[EXTRACT]

Some of you may have noticed that the Bitchery Triad hasn’t seen action for a while. Well, don’t cry, because we’re back! Possibly forever, maybe just for now, who the hell knows anymore.
Anyway, while we’re here, we’re doing another blog link up, in which each of us will write our own three reasons why we’d win a fight. I think it’s important to note that we do not mean “a fight with each other,” because there's no way in ten hells we would ever fight.
|We're tight, yo.|
I also think it’s important to note that the fight in question is hypothetical. No one is actually fighting anyone, as far as I know, although when we say “fight,” we totally mean “with an actual person,” and not “against the forces of evil,” or whatever. (Although I’d totally win that fight, too).
Without further ado, here are the three reasons I’d win in a fight. (After you’ve read them, you can go ahead and read Christina’s reasons and Cari’s reasons).
1) I Bite
Totally. If you ever get in a fight with me, keep your shit away from my mouth cause I will bite the hell out of it. I'm not afraid of your diseases. My white cells carry rocket launchers.
|I haven't had my teeth sharpened, but don't tempt me.|
2) I'm From West Virginia
We rough it 19th century-style out here, growin' our own veg, killin' our own meat, wrestlin' bears, and knife-fightin' cougars for fun. I am not making this up.
|She is totally making this up. ~ Art G.|
Seriously, though, I could break you in half, city slicker. But I'd be neighborly about it, cause we're old-fashioned like that.
3) I Will Climb You Like a Fuckin' Tree
No matter how big you are, you're not big enough. I'm a rabid fuckin' squirrel-ninja. Do not piss me off.

[/EXTRACT]
[RECORD EXCERPTS]

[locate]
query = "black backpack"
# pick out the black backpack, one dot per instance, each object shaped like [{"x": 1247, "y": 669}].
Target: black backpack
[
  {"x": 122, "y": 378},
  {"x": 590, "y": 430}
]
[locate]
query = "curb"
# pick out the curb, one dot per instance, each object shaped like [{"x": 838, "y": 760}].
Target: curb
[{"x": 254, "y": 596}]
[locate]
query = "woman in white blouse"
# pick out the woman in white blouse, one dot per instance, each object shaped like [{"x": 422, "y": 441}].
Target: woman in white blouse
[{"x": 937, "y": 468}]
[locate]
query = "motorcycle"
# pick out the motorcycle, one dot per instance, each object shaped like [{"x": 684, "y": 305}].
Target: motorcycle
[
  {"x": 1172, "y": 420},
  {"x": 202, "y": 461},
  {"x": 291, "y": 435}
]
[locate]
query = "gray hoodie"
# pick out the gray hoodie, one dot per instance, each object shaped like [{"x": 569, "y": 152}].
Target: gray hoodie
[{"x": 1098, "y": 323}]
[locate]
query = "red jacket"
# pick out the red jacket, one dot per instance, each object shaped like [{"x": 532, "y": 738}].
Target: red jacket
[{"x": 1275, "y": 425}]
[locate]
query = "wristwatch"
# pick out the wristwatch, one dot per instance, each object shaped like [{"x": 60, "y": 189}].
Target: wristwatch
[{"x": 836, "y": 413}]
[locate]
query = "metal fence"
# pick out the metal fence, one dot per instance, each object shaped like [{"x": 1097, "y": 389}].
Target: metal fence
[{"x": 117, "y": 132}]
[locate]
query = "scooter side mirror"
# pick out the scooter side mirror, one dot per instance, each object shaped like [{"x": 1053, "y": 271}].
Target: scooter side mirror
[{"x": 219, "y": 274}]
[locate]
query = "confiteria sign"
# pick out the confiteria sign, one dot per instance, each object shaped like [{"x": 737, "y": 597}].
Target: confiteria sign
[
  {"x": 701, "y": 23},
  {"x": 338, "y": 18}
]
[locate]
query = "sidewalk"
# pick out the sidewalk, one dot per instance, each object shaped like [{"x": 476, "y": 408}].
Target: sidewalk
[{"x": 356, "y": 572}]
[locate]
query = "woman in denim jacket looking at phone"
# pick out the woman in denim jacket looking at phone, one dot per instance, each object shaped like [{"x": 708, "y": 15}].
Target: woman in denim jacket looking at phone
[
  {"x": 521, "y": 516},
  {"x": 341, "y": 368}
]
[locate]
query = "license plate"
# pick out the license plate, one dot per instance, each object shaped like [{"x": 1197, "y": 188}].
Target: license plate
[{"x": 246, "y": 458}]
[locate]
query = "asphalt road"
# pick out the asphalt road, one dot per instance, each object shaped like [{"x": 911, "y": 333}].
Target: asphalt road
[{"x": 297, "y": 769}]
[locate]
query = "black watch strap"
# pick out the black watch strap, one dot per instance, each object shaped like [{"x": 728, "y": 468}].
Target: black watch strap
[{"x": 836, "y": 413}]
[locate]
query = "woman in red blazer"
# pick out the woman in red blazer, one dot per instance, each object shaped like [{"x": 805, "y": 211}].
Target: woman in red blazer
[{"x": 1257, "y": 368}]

[/RECORD EXCERPTS]
[RECORD EXCERPTS]

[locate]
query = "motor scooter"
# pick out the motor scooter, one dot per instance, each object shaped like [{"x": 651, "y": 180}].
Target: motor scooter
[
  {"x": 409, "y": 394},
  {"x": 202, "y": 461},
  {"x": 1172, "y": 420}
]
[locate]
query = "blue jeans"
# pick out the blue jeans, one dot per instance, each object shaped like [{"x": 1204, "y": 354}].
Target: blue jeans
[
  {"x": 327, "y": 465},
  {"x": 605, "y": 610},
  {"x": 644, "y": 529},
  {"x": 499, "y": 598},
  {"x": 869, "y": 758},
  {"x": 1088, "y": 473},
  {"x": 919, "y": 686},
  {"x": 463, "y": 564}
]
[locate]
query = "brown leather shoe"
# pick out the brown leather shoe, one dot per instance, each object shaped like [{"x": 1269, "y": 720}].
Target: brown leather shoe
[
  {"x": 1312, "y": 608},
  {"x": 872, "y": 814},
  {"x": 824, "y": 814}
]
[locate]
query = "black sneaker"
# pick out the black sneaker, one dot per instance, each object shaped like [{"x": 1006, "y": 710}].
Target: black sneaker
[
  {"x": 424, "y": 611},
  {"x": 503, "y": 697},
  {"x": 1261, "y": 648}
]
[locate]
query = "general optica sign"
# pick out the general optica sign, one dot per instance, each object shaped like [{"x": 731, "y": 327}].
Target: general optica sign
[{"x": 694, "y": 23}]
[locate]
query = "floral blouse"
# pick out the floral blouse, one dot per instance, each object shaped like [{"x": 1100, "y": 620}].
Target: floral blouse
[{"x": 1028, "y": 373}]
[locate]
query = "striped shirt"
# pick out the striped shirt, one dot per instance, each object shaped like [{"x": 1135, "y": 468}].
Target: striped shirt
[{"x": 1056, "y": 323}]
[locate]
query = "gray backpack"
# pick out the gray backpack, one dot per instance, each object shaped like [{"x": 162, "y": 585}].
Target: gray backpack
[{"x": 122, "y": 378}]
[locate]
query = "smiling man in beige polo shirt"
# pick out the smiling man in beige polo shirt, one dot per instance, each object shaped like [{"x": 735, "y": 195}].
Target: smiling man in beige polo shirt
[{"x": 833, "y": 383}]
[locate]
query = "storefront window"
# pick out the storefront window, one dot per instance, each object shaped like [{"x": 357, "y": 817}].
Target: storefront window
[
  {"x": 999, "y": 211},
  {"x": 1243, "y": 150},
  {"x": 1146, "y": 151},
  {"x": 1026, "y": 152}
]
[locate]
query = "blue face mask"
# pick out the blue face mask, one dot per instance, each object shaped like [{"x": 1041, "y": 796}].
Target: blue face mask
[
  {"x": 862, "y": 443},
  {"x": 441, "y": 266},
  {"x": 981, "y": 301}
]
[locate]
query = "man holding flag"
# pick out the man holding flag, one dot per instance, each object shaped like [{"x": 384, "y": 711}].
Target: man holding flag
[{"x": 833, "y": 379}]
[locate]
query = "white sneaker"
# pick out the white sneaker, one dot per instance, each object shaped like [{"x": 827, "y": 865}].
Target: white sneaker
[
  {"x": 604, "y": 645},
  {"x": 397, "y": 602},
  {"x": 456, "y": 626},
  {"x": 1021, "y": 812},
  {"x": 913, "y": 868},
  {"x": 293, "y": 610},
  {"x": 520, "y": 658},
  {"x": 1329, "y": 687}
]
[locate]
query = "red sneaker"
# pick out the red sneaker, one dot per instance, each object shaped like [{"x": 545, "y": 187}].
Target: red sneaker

[/RECORD EXCERPTS]

### REQUIRED WORK
**1)** According to the blog post, what state is the writer from?
**2)** Rewrite the part of the blog post starting at "Some of you" and ending at "would ever fight.", with "Bitchery Triad" replaced by "trio".
**3)** List the headings of the numbered reasons in the blog post.

### RESPONSES BY ITEM NUMBER
**1)** West Virginia.

**2)**
Some of you may have noticed that the trio hasn’t seen action for a while. Well, don’t cry, because we’re back! Possibly forever, maybe just for now, who the hell knows anymore.
Anyway, while we’re here, we’re doing another blog link up, in which each of us will write our own three reasons why we’d win a fight. I think it’s important to note that we do not mean “a fight with each other,” because there's no way in ten hells we would ever fight.

**3)**
1) I Bite
2) I'm From West Virginia
3) I Will Climb You Like a Fuckin' Tree